Text extract
Wessex Water is leading calls for a ban on the word “flushable” on wet wipes, which are clogging toilets, drains and sewers. The water company has written to the Advertising Standards Authority (ASA) calling for an end to “misleading” branding and packaging.

Matt WheeldonMatt Wheeldon

Environmental charities Surfers Against Sewage and the Marine Conservation Society, plus Litter Free Coast and Sea and City2Sea, have also signed the letter to the ASA.

The complaint follows government-confirmed plans to ban microbeads in cosmetic goods.

Wessex Water director of assets and compliance Matt Wheeldon said: “We frequently hear from customers who have flushed wipes which have then caused a blockage.

“As a result they have had their garden flooded with sewage and, in worst case scenarios, their homes flooded. These wipes are marketed as flushable but often we find they simply don’t break down and cause blockages.”

Wessex Water said it is called to resolve more than 13,000 blockages every year on the public sewer system in its region alone. In addition, there are thousands more blockages in customers’ own drains each year.

The biggest offenders, the company said, are wet wipes, which are often branded as flushable but were responsible for more than two thirds of blockages in the west country region last year.

Provided data
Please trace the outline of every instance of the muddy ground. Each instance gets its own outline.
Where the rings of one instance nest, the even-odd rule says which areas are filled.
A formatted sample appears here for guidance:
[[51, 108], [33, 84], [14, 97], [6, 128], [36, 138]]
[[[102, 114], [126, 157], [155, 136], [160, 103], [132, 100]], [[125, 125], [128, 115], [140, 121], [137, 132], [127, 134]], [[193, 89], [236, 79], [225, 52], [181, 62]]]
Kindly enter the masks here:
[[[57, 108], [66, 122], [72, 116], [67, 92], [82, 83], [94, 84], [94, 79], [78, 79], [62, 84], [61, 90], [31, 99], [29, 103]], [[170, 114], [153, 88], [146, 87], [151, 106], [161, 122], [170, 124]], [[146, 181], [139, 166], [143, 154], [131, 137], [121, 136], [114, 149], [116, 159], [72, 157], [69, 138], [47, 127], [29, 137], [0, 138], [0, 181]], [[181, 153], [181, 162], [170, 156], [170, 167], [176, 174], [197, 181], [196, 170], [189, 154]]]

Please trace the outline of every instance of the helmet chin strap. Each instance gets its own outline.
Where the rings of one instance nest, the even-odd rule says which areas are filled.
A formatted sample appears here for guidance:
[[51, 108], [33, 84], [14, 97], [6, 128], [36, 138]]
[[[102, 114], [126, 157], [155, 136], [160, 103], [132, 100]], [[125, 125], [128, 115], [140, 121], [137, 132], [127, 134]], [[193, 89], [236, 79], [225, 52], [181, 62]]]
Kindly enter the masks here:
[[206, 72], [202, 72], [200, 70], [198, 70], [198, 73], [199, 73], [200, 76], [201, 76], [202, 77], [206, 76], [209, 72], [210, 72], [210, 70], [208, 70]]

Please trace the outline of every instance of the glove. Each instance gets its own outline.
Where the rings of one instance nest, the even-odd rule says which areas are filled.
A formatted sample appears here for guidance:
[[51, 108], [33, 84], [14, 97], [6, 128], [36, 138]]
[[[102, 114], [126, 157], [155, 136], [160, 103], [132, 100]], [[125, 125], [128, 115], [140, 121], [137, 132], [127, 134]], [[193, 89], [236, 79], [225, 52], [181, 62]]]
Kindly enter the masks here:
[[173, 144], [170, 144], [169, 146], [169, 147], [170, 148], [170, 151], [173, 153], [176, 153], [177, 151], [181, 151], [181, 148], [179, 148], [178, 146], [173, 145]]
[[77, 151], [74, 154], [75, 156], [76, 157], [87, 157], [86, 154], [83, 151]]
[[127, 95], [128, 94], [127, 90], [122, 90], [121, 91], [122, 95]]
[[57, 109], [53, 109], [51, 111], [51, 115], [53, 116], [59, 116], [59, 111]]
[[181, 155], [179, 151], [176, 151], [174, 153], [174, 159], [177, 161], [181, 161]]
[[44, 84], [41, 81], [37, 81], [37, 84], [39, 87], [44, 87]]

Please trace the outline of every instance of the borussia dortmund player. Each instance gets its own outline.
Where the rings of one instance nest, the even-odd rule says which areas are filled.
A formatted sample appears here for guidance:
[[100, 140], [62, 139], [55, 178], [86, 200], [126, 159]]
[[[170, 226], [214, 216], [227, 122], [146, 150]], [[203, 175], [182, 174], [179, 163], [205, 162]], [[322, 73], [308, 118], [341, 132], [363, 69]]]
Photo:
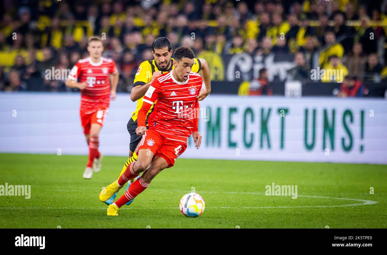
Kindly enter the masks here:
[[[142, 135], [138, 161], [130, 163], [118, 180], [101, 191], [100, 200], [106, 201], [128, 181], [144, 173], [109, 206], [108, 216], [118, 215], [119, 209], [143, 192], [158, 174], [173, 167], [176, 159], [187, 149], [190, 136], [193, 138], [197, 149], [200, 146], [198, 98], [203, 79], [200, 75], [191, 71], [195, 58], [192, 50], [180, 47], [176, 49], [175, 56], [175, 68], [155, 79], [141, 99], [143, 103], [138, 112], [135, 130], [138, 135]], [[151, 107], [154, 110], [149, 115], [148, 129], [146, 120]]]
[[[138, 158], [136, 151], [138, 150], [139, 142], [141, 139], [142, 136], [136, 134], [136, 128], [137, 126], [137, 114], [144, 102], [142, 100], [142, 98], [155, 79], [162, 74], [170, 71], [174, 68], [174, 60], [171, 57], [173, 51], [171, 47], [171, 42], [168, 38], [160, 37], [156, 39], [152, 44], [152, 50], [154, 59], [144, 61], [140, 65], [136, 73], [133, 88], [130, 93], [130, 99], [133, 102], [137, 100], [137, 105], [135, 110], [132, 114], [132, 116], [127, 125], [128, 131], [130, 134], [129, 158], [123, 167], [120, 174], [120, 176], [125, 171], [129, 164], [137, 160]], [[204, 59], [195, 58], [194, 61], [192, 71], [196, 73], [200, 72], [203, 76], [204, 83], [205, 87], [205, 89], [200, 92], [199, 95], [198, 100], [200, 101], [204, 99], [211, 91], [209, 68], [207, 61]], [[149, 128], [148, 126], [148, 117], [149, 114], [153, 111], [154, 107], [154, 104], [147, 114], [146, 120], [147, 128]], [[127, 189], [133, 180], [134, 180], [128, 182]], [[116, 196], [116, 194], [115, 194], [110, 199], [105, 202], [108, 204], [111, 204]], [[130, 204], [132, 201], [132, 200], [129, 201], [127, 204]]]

Task instructions
a - In the wet wipes article, change "wet wipes" to "moist wipes" and give the passage from "Wessex Water is" up to and including "branding and packaging.".
b - Write the next part of the article on the call to ban "flushable" labels on wet wipes, picking up after its final sentence.

Answers given
a -
Wessex Water is leading calls for a ban on the word “flushable” on moist wipes, which are clogging toilets, drains and sewers. The water company has written to the Advertising Standards Authority (ASA) calling for an end to “misleading” branding and packaging.

b -
Wheeldon added: “Some manufacturers claim their products meet ‘flushability protocols’, yet the reality is that they have made up these protocols themselves – not the sewerage companies who have the horrible job of unblocking the sewers.

“The unequivocal evidence is that wet wipes simply don’t break down quickly enough, despite claims that they do.”

Wessex has already written to supermarkets and manufacturers, urging them to market the products “more responsibly”.

The company has also released video footage of the blockages one of its staff encountered in the space of a few hours.


A version of this article first appeared on Utility Week.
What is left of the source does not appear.